# Exercise description:
Put the lines below, from the line with "Target = hand holding tomato" up to and including the last line of the records, into a Markdown table with the columns Row and Line. Number each row in Row, put the line in Line, and leave out blank lines.
>> begin Materials provided
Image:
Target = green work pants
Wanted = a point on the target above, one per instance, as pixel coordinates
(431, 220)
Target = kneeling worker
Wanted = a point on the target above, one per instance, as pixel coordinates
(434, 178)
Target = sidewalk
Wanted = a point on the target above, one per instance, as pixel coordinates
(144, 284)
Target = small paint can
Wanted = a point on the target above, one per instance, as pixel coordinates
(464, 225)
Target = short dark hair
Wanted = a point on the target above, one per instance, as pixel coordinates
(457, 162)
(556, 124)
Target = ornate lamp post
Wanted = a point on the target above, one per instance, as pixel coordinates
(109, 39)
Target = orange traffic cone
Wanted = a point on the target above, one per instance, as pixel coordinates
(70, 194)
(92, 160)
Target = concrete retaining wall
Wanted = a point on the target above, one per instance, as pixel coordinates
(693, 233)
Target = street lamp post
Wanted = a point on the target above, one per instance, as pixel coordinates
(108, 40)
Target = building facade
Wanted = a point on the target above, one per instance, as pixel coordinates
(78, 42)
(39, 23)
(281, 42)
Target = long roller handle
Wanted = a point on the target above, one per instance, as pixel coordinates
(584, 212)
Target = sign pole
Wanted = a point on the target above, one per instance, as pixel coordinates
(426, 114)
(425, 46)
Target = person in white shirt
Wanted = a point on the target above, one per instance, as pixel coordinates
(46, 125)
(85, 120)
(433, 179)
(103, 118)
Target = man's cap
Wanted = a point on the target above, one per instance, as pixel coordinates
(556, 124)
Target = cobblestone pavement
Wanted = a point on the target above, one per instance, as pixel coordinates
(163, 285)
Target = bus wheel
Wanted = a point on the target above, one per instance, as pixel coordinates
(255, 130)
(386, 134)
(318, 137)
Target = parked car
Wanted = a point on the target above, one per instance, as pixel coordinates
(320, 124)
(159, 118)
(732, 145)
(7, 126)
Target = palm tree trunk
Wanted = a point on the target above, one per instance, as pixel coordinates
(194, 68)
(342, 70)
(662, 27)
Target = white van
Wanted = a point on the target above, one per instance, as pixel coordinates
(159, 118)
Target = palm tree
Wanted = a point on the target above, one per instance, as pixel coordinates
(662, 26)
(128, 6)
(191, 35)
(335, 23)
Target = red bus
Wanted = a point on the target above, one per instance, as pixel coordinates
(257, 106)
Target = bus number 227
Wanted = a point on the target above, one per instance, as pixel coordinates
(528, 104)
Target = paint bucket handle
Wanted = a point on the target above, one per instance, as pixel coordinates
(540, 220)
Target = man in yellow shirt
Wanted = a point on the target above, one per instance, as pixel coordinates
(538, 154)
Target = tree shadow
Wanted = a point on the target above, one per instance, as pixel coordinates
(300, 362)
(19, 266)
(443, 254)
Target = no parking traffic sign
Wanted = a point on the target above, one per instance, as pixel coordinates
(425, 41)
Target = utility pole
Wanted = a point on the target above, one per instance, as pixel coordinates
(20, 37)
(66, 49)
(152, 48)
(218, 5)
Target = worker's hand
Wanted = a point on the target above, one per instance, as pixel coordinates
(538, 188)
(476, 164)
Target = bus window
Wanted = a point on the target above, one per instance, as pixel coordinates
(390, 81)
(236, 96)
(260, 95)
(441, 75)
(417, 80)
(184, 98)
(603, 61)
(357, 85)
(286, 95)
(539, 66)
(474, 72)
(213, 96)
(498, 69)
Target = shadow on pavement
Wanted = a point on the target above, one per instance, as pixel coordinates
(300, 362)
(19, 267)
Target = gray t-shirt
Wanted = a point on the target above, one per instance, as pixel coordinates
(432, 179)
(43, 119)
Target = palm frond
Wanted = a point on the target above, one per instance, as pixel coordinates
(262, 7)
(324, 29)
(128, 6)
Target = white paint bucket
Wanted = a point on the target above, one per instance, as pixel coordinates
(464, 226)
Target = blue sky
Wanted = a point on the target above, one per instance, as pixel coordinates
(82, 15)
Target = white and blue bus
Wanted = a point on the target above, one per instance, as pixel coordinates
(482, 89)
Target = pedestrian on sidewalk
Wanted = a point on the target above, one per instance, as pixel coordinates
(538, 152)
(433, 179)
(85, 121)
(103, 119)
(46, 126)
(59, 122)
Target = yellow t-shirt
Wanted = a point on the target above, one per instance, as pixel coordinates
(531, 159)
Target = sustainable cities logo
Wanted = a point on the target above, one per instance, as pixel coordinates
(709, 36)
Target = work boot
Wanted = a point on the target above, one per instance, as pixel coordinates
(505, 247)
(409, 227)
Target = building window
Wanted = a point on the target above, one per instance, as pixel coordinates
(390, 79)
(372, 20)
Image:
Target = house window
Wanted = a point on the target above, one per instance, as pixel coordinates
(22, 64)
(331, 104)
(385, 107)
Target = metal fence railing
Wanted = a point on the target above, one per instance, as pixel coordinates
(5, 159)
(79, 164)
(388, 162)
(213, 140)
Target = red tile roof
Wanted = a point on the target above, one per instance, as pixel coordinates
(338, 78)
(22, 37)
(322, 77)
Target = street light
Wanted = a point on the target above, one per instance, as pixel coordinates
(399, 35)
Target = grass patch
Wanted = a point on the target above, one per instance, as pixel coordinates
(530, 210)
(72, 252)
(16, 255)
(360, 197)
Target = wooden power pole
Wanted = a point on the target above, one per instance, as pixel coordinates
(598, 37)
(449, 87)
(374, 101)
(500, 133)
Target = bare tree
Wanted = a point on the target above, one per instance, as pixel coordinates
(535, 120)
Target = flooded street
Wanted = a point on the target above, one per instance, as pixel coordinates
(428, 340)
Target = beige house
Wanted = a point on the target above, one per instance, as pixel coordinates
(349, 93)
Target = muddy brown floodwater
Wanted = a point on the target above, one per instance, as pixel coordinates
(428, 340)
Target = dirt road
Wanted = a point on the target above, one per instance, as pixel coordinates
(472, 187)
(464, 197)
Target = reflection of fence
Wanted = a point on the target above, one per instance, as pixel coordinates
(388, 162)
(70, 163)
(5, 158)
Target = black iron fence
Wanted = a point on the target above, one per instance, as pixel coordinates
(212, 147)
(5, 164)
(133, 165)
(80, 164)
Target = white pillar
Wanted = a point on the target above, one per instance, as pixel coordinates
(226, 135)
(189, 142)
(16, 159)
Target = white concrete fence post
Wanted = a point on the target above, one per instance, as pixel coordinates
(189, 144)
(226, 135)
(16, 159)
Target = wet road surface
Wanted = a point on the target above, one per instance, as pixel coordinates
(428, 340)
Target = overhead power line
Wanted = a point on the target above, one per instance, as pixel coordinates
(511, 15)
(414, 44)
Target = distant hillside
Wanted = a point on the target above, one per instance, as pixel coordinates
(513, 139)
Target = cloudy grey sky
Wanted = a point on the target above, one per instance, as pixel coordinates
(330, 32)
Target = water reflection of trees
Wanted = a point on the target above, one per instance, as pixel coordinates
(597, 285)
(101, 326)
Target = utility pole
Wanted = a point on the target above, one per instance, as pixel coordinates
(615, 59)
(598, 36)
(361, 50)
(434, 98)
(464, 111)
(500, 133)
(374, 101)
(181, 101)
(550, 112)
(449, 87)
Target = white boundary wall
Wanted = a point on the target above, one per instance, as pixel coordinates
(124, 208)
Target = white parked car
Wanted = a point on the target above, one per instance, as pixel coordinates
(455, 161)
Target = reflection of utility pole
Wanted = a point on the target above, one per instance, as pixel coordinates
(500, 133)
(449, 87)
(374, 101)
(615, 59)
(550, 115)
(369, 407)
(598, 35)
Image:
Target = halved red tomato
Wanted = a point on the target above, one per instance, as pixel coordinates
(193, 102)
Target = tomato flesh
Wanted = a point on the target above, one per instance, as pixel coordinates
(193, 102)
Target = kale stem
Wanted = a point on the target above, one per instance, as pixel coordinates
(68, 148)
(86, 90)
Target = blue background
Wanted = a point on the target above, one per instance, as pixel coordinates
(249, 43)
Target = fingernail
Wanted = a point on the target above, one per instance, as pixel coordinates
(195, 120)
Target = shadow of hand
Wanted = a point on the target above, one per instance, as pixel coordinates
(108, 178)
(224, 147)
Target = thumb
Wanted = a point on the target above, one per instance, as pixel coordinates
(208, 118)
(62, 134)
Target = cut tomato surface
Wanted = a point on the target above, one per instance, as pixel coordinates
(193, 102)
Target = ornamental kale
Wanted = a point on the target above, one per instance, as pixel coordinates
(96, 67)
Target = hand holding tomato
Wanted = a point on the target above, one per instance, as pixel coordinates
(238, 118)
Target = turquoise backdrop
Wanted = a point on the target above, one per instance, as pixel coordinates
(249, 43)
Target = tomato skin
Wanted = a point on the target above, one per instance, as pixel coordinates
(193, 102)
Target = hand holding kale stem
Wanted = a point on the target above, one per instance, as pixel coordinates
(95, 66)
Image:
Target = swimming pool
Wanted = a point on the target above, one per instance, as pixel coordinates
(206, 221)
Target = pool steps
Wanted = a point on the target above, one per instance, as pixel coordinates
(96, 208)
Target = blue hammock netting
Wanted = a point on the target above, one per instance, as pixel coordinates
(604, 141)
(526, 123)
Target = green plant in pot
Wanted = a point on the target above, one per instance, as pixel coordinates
>> end Materials provided
# Solution to the exercise:
| Row | Line |
|---|---|
| 1 | Target = hand holding tomato |
| 2 | Wanted = a point on the target above, one per instance, as pixel coordinates |
| 3 | (238, 118) |
| 4 | Target = turquoise backdrop |
| 5 | Wanted = a point on the target above, one per instance, as pixel coordinates |
| 6 | (249, 43) |
| 7 | Target = tomato skin |
| 8 | Wanted = a point on the target above, one per instance, as pixel coordinates |
| 9 | (193, 102) |
| 10 | Target = hand holding kale stem |
| 11 | Wanted = a point on the target above, one per instance, as pixel coordinates |
| 12 | (95, 66) |
| 13 | Image: |
| 14 | Target = swimming pool |
| 15 | Wanted = a point on the target above, one per instance, as pixel coordinates |
| 16 | (206, 221) |
| 17 | Target = pool steps |
| 18 | Wanted = a point on the target above, one per instance, as pixel coordinates |
| 19 | (96, 208) |
| 20 | Target = blue hammock netting |
| 21 | Wanted = a point on the target above, one per instance, as pixel coordinates |
| 22 | (604, 141) |
| 23 | (526, 123) |
| 24 | Target = green plant in pot |
| 25 | Wanted = a point on the target above, one per instance, as pixel coordinates |